■ **DIRECTIONS FOR THIS TASK**:
Determine how many lines in the items below contain the string "house", and reply with that number alone.

■ **INPUT**:
>> BEGIN

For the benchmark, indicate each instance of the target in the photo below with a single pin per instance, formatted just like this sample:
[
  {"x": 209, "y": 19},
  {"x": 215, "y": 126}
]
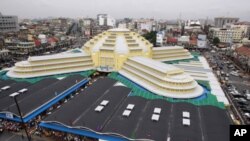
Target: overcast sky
[{"x": 159, "y": 9}]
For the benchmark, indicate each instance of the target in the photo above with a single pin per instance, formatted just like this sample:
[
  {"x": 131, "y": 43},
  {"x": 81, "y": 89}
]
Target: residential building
[
  {"x": 220, "y": 22},
  {"x": 8, "y": 23},
  {"x": 225, "y": 35},
  {"x": 105, "y": 20}
]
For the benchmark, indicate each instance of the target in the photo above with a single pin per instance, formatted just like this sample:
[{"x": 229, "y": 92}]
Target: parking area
[{"x": 235, "y": 83}]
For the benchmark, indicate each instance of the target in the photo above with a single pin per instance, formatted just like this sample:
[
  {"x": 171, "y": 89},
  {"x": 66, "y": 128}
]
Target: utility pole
[{"x": 14, "y": 95}]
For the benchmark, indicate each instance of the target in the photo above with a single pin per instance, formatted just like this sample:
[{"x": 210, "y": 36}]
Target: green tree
[
  {"x": 216, "y": 41},
  {"x": 151, "y": 37}
]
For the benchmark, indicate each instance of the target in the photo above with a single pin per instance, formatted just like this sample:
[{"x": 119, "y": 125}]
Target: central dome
[{"x": 111, "y": 48}]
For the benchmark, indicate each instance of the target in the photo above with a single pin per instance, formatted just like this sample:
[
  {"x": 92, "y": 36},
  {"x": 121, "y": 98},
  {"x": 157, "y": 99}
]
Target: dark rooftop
[
  {"x": 38, "y": 95},
  {"x": 207, "y": 122}
]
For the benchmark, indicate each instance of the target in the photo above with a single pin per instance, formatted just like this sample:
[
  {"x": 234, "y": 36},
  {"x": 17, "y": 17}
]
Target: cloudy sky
[{"x": 159, "y": 9}]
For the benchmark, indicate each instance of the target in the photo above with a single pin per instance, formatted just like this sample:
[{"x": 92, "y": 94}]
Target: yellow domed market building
[{"x": 122, "y": 51}]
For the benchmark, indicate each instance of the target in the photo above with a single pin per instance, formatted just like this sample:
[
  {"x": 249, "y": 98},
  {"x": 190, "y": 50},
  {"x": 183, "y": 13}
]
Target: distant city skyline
[{"x": 158, "y": 9}]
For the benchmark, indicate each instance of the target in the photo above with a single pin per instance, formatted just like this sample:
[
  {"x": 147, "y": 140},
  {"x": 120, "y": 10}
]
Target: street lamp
[{"x": 14, "y": 95}]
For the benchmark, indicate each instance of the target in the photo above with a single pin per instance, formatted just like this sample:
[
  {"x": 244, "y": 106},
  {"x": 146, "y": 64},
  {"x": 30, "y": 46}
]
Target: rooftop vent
[
  {"x": 5, "y": 87},
  {"x": 126, "y": 113},
  {"x": 99, "y": 108},
  {"x": 130, "y": 106},
  {"x": 23, "y": 90},
  {"x": 157, "y": 110},
  {"x": 186, "y": 122},
  {"x": 185, "y": 114},
  {"x": 104, "y": 102}
]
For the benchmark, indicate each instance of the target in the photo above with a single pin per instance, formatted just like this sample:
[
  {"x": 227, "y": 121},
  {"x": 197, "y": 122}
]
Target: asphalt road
[{"x": 241, "y": 84}]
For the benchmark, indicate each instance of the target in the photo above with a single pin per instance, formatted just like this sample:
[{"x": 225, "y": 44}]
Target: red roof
[
  {"x": 37, "y": 42},
  {"x": 52, "y": 39},
  {"x": 243, "y": 51},
  {"x": 171, "y": 40}
]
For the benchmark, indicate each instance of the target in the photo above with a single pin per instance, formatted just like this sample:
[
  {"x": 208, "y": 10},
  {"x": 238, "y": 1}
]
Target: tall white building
[
  {"x": 225, "y": 35},
  {"x": 8, "y": 23},
  {"x": 220, "y": 22},
  {"x": 105, "y": 20},
  {"x": 160, "y": 38}
]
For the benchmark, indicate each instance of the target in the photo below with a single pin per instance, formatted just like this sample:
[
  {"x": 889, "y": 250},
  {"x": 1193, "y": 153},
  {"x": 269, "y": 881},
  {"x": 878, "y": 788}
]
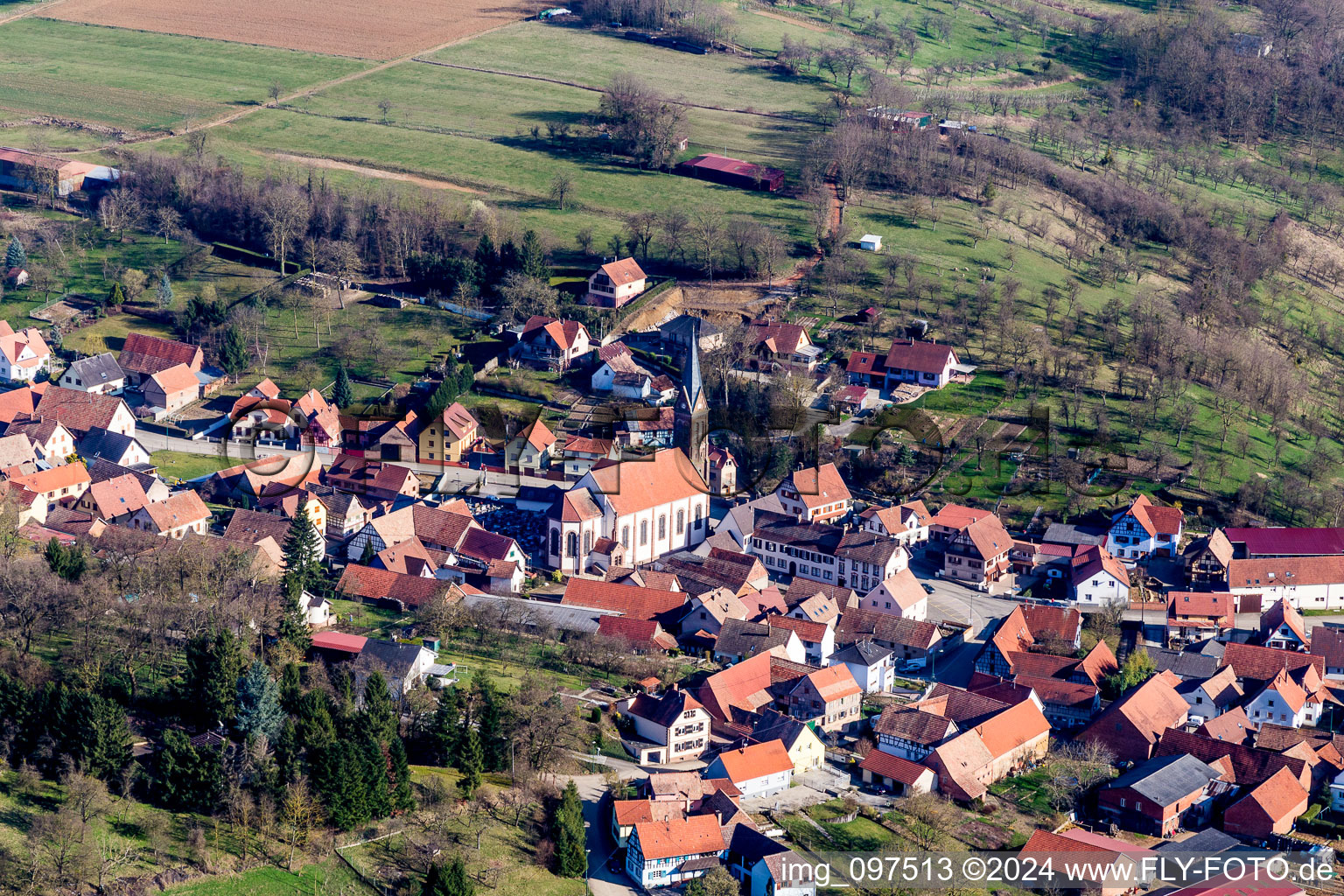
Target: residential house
[
  {"x": 1098, "y": 579},
  {"x": 872, "y": 667},
  {"x": 553, "y": 344},
  {"x": 652, "y": 507},
  {"x": 998, "y": 747},
  {"x": 815, "y": 494},
  {"x": 374, "y": 480},
  {"x": 777, "y": 346},
  {"x": 1130, "y": 727},
  {"x": 94, "y": 374},
  {"x": 579, "y": 453},
  {"x": 1208, "y": 559},
  {"x": 616, "y": 283},
  {"x": 830, "y": 697},
  {"x": 143, "y": 356},
  {"x": 666, "y": 853},
  {"x": 1268, "y": 810},
  {"x": 1160, "y": 795},
  {"x": 1283, "y": 626},
  {"x": 52, "y": 441},
  {"x": 1195, "y": 615},
  {"x": 23, "y": 355},
  {"x": 900, "y": 775},
  {"x": 907, "y": 639},
  {"x": 977, "y": 552},
  {"x": 531, "y": 451},
  {"x": 907, "y": 522},
  {"x": 52, "y": 485},
  {"x": 446, "y": 436},
  {"x": 122, "y": 451},
  {"x": 800, "y": 740},
  {"x": 1211, "y": 697},
  {"x": 173, "y": 519},
  {"x": 1145, "y": 529},
  {"x": 928, "y": 364},
  {"x": 900, "y": 594},
  {"x": 817, "y": 639},
  {"x": 171, "y": 388},
  {"x": 672, "y": 727},
  {"x": 738, "y": 641},
  {"x": 757, "y": 770},
  {"x": 84, "y": 411}
]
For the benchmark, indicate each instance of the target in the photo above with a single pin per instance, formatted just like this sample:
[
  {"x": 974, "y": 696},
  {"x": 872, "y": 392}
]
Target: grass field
[{"x": 140, "y": 80}]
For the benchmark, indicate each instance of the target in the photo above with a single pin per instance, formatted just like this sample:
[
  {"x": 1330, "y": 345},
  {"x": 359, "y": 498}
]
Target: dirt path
[
  {"x": 792, "y": 20},
  {"x": 30, "y": 11},
  {"x": 373, "y": 172}
]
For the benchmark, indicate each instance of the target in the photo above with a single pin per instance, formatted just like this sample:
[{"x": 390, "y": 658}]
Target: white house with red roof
[
  {"x": 1098, "y": 579},
  {"x": 616, "y": 283},
  {"x": 23, "y": 355},
  {"x": 1144, "y": 529},
  {"x": 551, "y": 343},
  {"x": 922, "y": 363},
  {"x": 757, "y": 770}
]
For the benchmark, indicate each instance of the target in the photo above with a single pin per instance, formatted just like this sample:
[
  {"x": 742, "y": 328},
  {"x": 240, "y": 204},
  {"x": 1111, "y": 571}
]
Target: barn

>> END

■ **TASK OUTPUT**:
2